Goal of the exercise:
Pull out every line of the listing below that contains the word "cloud", matching case exactly.

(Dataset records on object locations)
** start **
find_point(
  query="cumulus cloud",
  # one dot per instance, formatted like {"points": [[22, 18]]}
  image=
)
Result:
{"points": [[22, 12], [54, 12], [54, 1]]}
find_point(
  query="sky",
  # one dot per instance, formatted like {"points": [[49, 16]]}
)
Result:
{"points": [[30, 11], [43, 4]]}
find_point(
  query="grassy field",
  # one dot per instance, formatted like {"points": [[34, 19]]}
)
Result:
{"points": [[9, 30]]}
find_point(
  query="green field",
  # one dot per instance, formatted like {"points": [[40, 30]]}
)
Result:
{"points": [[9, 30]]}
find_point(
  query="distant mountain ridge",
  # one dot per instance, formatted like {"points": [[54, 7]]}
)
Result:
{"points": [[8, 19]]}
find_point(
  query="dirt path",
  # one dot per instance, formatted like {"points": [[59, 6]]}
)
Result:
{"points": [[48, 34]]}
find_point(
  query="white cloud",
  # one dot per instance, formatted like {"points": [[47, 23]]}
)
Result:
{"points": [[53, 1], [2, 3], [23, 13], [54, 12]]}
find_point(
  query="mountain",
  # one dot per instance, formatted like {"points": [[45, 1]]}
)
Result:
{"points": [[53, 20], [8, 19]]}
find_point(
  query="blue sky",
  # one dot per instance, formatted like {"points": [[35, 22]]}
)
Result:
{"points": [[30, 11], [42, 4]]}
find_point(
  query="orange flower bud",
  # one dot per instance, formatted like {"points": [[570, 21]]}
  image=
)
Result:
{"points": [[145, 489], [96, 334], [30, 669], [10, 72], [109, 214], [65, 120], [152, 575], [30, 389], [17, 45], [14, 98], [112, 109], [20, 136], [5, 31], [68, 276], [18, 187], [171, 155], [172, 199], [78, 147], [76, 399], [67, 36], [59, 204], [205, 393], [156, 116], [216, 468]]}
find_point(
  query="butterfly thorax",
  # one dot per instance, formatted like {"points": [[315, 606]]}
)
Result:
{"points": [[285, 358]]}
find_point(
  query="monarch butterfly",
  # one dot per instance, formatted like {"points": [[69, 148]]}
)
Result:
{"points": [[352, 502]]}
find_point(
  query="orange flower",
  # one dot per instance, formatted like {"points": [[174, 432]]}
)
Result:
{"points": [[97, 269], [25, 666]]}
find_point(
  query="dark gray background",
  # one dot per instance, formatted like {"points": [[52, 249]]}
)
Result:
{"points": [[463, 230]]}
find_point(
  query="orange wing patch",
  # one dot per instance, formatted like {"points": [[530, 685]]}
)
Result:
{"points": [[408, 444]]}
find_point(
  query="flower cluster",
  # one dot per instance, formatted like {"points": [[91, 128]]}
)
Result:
** end **
Solution to the problem:
  query="cumulus cloud",
  query="white cloud",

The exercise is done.